> Task objective:
Rewrite the rows below with "comma-separated" changed to "comma-delimited" and everything else left as is. Omit the pictures.

> Data for this exercise:
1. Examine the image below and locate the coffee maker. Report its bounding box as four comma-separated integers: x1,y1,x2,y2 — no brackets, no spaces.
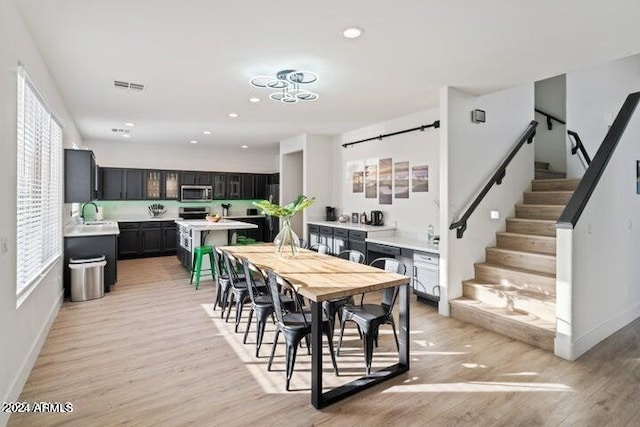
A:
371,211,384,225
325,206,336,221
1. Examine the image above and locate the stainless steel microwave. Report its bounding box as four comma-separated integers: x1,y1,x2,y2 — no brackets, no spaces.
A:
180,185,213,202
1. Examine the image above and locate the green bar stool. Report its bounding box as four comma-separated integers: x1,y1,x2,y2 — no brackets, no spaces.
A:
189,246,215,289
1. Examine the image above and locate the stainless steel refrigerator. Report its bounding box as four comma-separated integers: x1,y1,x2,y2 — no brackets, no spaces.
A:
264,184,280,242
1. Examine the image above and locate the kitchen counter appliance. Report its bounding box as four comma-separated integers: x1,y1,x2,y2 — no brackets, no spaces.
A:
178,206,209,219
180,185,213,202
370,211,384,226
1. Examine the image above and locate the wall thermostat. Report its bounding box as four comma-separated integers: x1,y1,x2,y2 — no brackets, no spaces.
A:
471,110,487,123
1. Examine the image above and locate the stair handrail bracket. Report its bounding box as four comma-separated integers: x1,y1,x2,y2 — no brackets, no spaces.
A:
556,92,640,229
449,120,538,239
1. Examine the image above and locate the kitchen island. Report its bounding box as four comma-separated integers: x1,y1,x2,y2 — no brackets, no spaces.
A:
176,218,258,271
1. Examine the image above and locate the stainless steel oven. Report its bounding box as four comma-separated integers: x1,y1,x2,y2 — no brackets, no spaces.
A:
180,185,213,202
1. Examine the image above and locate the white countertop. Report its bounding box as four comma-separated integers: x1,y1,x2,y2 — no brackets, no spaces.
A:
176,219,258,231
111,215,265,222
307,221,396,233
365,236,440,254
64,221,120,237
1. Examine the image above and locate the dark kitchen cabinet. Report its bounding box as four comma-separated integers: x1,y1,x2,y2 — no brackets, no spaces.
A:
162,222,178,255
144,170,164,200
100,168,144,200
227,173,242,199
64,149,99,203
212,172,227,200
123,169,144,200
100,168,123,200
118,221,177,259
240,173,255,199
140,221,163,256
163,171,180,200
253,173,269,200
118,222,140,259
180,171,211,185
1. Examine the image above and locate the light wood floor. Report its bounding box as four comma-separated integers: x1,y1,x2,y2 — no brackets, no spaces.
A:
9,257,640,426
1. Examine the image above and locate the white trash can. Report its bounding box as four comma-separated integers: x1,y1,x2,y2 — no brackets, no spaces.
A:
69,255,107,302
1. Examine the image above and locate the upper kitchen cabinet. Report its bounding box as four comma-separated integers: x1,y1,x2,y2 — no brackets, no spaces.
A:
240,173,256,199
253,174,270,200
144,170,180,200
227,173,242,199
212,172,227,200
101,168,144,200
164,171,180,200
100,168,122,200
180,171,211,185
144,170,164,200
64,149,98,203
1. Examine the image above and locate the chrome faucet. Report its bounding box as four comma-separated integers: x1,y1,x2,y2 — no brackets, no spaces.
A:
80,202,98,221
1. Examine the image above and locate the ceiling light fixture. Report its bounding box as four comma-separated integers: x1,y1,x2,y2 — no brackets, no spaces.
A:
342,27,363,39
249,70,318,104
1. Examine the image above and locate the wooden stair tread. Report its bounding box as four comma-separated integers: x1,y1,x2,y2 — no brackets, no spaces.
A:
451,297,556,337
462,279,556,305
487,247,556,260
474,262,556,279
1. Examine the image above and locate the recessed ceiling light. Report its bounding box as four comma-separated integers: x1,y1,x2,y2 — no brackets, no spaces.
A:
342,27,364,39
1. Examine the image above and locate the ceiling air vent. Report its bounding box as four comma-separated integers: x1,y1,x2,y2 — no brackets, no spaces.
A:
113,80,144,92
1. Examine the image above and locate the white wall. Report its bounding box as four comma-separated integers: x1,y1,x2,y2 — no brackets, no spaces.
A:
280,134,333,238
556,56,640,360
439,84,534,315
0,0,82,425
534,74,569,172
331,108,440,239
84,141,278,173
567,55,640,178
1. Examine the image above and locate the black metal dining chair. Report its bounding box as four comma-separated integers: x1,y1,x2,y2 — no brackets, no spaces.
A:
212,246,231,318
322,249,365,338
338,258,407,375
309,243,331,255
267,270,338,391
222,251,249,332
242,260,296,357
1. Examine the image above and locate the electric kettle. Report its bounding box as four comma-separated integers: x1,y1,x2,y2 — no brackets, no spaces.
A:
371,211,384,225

> The reply:
1. Examine the image below and locate the coffee maker. Report its bounding box as four comma-delimited integers: x1,y1,x2,y2 — no brackets, no spaces.
A:
371,211,384,225
325,206,336,221
1. Examine the image above and locate the stainless steel microwave. Report its bounding box as four comma-delimited integers: x1,y1,x2,y2 — no brackets, no spaces.
A:
180,185,213,202
1. Examine the image above and locate the green bar stool. Report its bounding box as four comma-delimited integers: x1,y1,x2,y2 — no brackets, no spaces.
A:
189,246,215,289
1. Examine the image above and locate the stainless steel refrigerator. Report its bounding box as four comma-delimited integers: x1,y1,x2,y2 — no brackets, no spaces.
A:
264,184,280,242
1. Examine the image above and locate the kitchen counter appliance. Report its bounding box as four comma-delimited integers: x1,y1,x2,y2 — no brackets, no spaces.
A:
178,206,209,219
180,185,213,202
370,211,384,226
1. Examine the image above and locate the wall thermostat. Report its bounding box as four comma-delimited integers: x1,y1,x2,y2 — no brackets, no spaces.
A:
471,110,487,123
1. Examine the image above and locate the stair handrail bracket. Report its bounding box as four comma-delimited integers: x1,y1,x2,y2 — no brackets, no spaces.
A:
556,92,640,229
449,120,538,239
1. Examine the image above and locate the kitchen island. Report its bounding box as four comma-delimited integers: x1,y1,x2,y2 — no brackets, no spaces.
A:
176,218,258,271
1. Examine the image above and locate the stainless steel oven. Report its bounding box as four comma-delimited integers: x1,y1,x2,y2 — no brackets, no spaces.
A:
180,185,213,202
1. Examine the image above and locate the white countertop. Report its bounding box as four comma-delimited integers: x1,y1,x2,y2 — no brackets, no spaces.
A:
176,219,258,231
111,215,265,222
307,221,396,233
365,236,440,254
64,221,120,237
1. Examine the image above and locate the dark kitchen cabinet. Report its bounding box as four comma-delimited integers: x1,y1,x2,y2 — no brackets, no spaces.
A:
162,222,178,255
144,170,164,200
100,168,144,200
227,173,242,199
64,149,99,203
212,172,227,200
123,169,144,200
100,168,123,200
118,221,177,259
240,173,255,199
140,221,163,256
163,171,180,200
253,173,269,200
118,222,140,259
180,171,211,185
1. Examine the image above and locate the light wood floor. Report its bounding box as four comma-delimited integers: x1,y1,x2,y2 — no brackets, no spaces.
A:
9,257,640,426
1. Examine the image above and locate the white trash can. Report its bounding box as four comma-delimited integers: x1,y1,x2,y2 — no brackets, no spaces.
A:
69,255,107,302
1. Examine the image above and locate the upper kitchen cabinet. Report its bounding box as four comma-delimited integers: x1,y1,x2,y2 — no brackets, no spaces.
A:
240,173,256,199
253,174,270,200
144,170,180,200
227,173,242,199
212,172,227,200
101,168,144,200
164,171,180,200
100,168,122,200
180,171,211,185
144,170,164,200
64,149,98,203
1. Examine the image above and locate the chrome faucet. Report its bounding box as four comma-delimited integers: x1,y1,x2,y2 — no brackets, no spaces.
A:
80,202,98,221
1. Examine the image above and locate the ceiling light fixture. Report its bounding box as four comma-delimited integers: x1,y1,x2,y2 — no brackets, no spaces.
A:
342,27,363,39
249,70,318,104
1. Examine the image above and locate the wooden stair tread. Report its bounding box as four comma-delimited integers: x1,y1,x2,y2 — no brackets, no spaces.
A:
451,297,556,337
462,279,556,305
487,247,556,260
474,262,556,279
1. Examine the image above and locate the recessed ceiling light. Report its bounding box as four comma-delimited integers: x1,y1,x2,y2 — no brackets, no spaces.
A:
342,27,364,39
1. Examine the image above and locate the ceiling air vent. Report its bounding box as four comma-delimited integers: x1,y1,x2,y2 — no brackets, no spaces.
A:
113,80,144,92
1. Examine the image above and locate the white wall. Report its bounding box as four comma-delimited integers: x1,y1,x2,y2 — no brackets, no spaces.
A:
280,134,333,238
556,56,640,360
439,84,534,315
0,0,82,425
534,74,569,172
331,108,440,239
84,141,278,173
567,55,640,178
1. Examine the image above and locate the black metal dining chair. Report its bounding box as four comma-delimited integers: x1,y1,x2,y2 — no brackets, no spaces.
A:
212,246,231,318
322,249,365,338
338,258,407,375
309,243,331,255
267,270,338,391
222,251,249,332
242,260,296,357
1. Examine the image above and locate the electric kettle. Report its bounding box as four comma-delimited integers: x1,y1,x2,y2 — no brackets, no spaces.
A:
371,211,384,225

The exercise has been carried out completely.